Short exercise: Summarize the transcript below in two sentences.

Passage:

TRANSCRIPT
AK: Hello!
DM: Hi!
AK: Introduce yourself
DM: I’m Daragh, I’m half Irish - half Cambodian. I was born in Ireland but I spent a lot of my life living in Cambodia, also, a part of it, living in Ireland and a few other places as well.
AK: Thank you, do you have anything to add to that?
DM: My life has been very turbulent in terms of— we’ve never as a family settled down. Two years into my life, we moved to Scotland, that’s where my sister was born. Few years later that we moved to Cambodia; it was a lot of back and forth. So, for me, my childhood— it’s very hard to imagine the chronology of things because we moved around a lot. But, we always moved to the same place. We’ve always moved to Ireland and then back to Cambodia and we knew the same people, it’s just that there were gaps in knowing people. But, other than that, I think it was a privilege rather than something to regret or not have fond memories of.
AK: Fair, thank you Daragh! So, how was your first day in the United States?
DM: So, we moved to the United States in the winter of 2010-11.
AK: How old were you?
DM: At the time I was nine. And it was, it was a really big transition because I was moving from Cambodian suburb— a very small town at the time to the middle of Manhattan on the 30th floor of this building complex called Waterside Plaza and I was lucky that it was…I’ll tell more about this and I’ll go to my first day; it was Waterside Plaza as a transitionary period of living in New York was— scary and daunting and very nice at the same time. Because yes, it was the 30th floor and I’m afraid of heights so much that like, I was afraid to go close to my window for about couple few months living there. But then, as I gradually became accustomed to it, it was just fascinating to be— it felt like being on top of the world for this little ten-year-old boy.

Stored data:
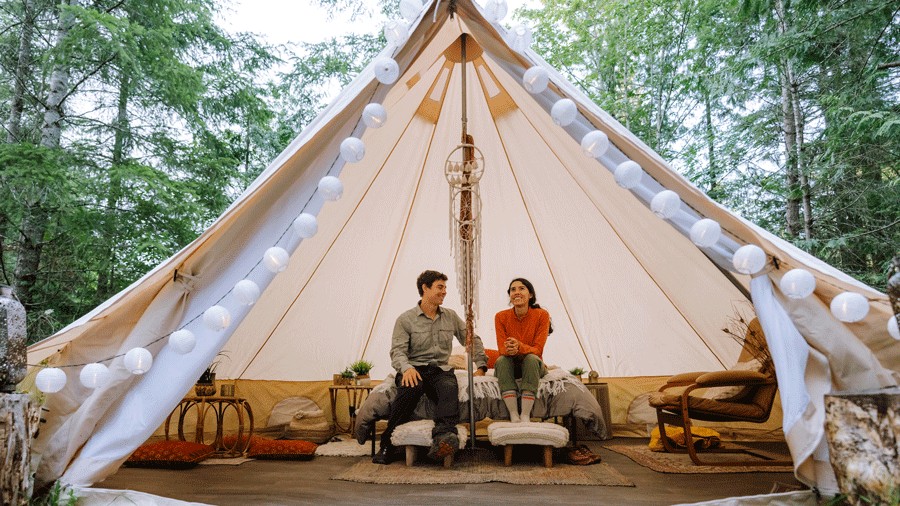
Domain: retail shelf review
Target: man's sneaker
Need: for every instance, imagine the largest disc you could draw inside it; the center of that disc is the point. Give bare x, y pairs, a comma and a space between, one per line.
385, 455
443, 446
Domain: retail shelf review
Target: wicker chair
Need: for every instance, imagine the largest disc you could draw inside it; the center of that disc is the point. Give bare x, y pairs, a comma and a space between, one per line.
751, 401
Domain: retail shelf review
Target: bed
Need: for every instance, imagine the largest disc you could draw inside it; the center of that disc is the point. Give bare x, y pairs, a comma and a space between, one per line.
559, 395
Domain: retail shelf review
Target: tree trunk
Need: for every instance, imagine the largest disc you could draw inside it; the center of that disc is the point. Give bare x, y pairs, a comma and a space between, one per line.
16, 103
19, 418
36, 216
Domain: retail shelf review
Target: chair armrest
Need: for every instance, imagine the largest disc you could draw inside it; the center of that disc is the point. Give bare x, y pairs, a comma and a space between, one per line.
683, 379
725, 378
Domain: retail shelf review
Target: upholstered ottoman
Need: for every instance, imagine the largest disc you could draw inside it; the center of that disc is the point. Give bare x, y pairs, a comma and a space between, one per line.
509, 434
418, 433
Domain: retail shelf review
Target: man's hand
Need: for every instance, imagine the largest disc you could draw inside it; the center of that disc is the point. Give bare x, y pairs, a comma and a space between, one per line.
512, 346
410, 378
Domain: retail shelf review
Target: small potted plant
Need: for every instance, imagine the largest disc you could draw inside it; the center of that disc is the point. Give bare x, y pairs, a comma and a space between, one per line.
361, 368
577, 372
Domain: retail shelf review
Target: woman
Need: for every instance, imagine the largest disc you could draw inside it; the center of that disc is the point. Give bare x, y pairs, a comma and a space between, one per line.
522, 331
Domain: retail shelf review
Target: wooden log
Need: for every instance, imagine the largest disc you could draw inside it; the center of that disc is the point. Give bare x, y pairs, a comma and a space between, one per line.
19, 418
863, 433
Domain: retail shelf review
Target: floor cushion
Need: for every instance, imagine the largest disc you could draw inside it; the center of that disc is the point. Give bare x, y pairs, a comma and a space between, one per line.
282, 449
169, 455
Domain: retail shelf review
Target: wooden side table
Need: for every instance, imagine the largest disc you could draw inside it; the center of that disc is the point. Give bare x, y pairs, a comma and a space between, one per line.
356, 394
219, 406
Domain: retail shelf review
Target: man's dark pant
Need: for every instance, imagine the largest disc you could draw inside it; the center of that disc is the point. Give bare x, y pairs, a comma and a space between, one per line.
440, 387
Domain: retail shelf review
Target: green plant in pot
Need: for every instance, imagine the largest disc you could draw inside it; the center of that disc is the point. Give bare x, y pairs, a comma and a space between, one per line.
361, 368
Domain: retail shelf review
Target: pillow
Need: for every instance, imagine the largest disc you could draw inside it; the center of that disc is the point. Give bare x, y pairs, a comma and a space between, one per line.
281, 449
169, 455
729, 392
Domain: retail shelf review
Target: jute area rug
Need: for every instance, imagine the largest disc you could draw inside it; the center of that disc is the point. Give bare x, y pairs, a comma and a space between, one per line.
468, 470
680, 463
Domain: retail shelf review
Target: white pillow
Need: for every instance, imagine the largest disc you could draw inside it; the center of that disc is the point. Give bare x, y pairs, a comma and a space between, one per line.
==
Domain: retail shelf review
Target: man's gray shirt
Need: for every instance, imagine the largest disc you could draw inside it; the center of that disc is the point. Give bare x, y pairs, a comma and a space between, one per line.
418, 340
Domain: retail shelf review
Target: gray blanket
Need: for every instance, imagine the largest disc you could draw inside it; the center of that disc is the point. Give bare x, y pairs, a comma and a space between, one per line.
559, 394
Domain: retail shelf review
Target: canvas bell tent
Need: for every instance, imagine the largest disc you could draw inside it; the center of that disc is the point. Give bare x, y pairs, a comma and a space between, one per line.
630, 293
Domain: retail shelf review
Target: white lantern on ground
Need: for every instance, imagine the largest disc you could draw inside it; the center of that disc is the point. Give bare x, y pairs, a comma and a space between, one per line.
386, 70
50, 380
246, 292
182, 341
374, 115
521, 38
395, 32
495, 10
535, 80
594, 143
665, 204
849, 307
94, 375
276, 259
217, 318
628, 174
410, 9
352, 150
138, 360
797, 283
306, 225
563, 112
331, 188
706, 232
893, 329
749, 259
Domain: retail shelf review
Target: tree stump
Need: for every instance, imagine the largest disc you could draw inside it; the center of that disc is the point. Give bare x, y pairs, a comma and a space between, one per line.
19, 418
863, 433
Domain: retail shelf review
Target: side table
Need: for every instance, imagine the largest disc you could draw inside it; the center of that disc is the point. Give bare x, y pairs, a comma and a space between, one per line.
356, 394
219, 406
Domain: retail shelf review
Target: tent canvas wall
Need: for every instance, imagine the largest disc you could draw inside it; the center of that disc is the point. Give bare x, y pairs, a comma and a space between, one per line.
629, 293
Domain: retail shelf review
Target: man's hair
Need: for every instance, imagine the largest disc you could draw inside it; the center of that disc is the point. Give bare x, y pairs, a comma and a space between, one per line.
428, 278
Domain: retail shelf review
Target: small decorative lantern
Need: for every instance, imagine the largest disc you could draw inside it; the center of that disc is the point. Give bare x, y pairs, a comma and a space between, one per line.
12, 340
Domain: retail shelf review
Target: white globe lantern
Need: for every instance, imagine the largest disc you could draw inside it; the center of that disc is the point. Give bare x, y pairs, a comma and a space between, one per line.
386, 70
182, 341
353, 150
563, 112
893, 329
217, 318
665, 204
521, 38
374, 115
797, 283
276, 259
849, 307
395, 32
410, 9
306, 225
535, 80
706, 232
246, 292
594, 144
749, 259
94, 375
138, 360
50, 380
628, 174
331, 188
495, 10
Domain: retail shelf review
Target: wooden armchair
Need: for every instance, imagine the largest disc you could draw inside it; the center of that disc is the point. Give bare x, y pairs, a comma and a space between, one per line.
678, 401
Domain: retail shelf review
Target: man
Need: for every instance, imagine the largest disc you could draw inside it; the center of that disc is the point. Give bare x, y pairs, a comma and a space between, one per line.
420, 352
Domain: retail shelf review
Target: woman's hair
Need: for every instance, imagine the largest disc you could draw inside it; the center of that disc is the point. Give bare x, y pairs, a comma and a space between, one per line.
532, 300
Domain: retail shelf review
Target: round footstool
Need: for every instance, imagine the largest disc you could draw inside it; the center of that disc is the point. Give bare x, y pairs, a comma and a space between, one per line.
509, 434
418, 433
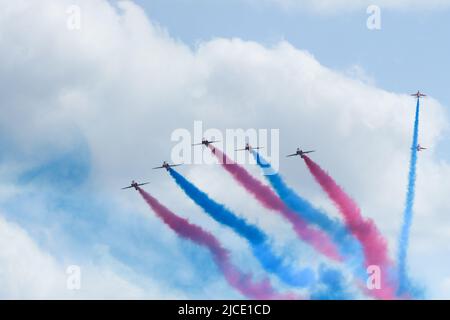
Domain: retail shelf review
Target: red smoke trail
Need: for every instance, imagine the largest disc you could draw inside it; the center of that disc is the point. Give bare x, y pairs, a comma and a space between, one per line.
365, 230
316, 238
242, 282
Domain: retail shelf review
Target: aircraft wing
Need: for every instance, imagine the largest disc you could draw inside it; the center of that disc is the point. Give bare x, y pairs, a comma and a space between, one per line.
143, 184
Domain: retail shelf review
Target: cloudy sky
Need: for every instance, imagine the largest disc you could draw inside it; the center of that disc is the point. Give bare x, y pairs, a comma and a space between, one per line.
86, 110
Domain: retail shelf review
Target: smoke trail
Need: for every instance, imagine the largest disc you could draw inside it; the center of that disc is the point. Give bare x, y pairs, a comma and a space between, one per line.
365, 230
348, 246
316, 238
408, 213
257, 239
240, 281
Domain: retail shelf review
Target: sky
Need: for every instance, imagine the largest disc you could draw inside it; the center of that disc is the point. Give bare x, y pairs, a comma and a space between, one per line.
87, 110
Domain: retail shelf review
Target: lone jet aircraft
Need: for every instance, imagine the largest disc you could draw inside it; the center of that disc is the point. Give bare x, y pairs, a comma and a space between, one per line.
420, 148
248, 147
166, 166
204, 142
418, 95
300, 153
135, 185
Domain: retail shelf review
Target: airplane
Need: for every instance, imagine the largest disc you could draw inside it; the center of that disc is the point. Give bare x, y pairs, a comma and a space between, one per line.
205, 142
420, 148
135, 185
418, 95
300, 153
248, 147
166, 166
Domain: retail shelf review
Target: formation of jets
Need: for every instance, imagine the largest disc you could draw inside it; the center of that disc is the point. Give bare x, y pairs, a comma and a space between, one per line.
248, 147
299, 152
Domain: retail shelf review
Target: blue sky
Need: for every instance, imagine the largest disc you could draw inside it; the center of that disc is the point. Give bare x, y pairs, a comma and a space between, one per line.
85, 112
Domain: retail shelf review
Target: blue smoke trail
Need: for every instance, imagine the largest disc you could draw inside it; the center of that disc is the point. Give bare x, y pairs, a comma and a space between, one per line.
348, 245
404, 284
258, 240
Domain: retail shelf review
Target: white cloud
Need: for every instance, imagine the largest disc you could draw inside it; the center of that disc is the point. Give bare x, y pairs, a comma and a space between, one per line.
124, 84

Full answer: Daragh, who is half Irish and half Cambodian, was born in Ireland and grew up moving back and forth between Ireland and Cambodia, with a stay in Scotland, and considers that unsettled childhood a privilege rather than something to regret. At nine, in the winter of 2010-11, Daragh moved from a small Cambodian town to the 30th floor of Waterside Plaza in Manhattan, and that fear of heights kept Daragh away from the window for a few months before the view came to feel like being on top of the world.